An Urban Farm Tale

I didn’t know how to milk goats, but it didn’t worry me. I could google it.

Kristin J. Leonard
Iron Ladies
Published in
7 min readOct 3, 2017


Photo by Jesse Schoff on Unsplash

The irises I planted the year before stood tall and proud and happy, stretching their lavender petals and violet middles upwards towards the sun. Thick trails of deep almost-black ivy and purple lantana trailed at the base of the irises, along with a $5.99 bare-root rose-bush I had rescued from the Walmart clearance bin years earlier. Today the rose bush was almost as tall as me, and it stretched its prickly branches upwards from the tangled gathering. The tiny rosebuds provided a contrasting burst of red that Maggie-the-goat annihilated each time she found an opportunity. Or, to be more specific, when her gate was left open.

The whole mishmash was held captive with thick and sturdy railroad ties that had been half-submerged in dirt for decades, long before Mickey and I ever moved into the farmhouse. The gnarled ties were the children’s prized balance beam, even with the skinny strips of splintered blades that erupted through their bare skin as they walked across from one end to the other, their shoes kicked off, forgotten and scattered across the yard.

The irises were Maggie’s favorite, second only to the rose buds. The year Nichole learned to walk, spring came early, and Maggie escaped twice before May was over. Each time, she sauntered out the gate to the railroad ties and was absent just long enough to deadhead every rose bud within reach, leaving the long and prickly stems sad and drooping. It took about a week and a half for the bush to generate replacements, with a little help from the California sunshine and the garden hose. Then, a new sprinkling of haphazard blood-red recruits would reach up towards the sky like their long-deceased brothers and sisters.

That year, the flowers bloomed all through May and June, and busy thumb-sized hummingbirds flitted back and forth from blossom to blossom. Even the one chicken who sat on her eggs — Henny the Rhode Island Red — took to nesting in a forgotten corner of ivy, hidden away from little fingers. And with the warmth of the spring, and the purples and pinks and yellows and greens, the children would burst forth, leaving the screen door to slam against its dented wooden frame. Or on little Nichole, as she toddled behind, diaper sagging.

* _Supplied data_
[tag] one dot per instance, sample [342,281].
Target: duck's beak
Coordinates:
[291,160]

* _Requirement_
In the urban farm tale, what kind of chicken was Henny?

* _Full answer_
A Rhode Island Red.